== Given records

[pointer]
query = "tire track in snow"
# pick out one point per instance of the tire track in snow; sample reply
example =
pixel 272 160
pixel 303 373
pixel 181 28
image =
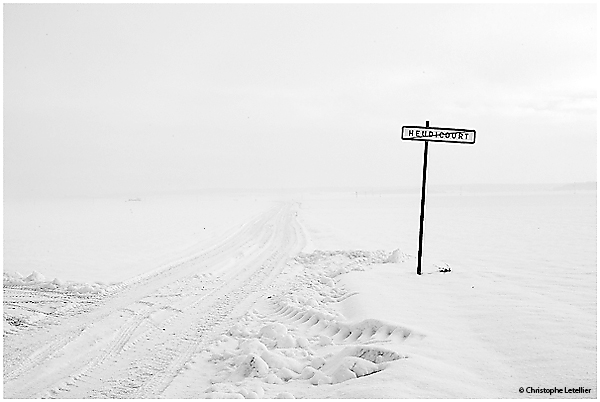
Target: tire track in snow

====

Written problem: Write out every line of the records word for word, but leave the pictures out.

Solution for this task:
[pointer]
query = "tire track in snow"
# pick out one point per instance of the tire track in snow; sample reply
example =
pixel 272 160
pixel 303 373
pixel 181 28
image =
Target: tire track in snow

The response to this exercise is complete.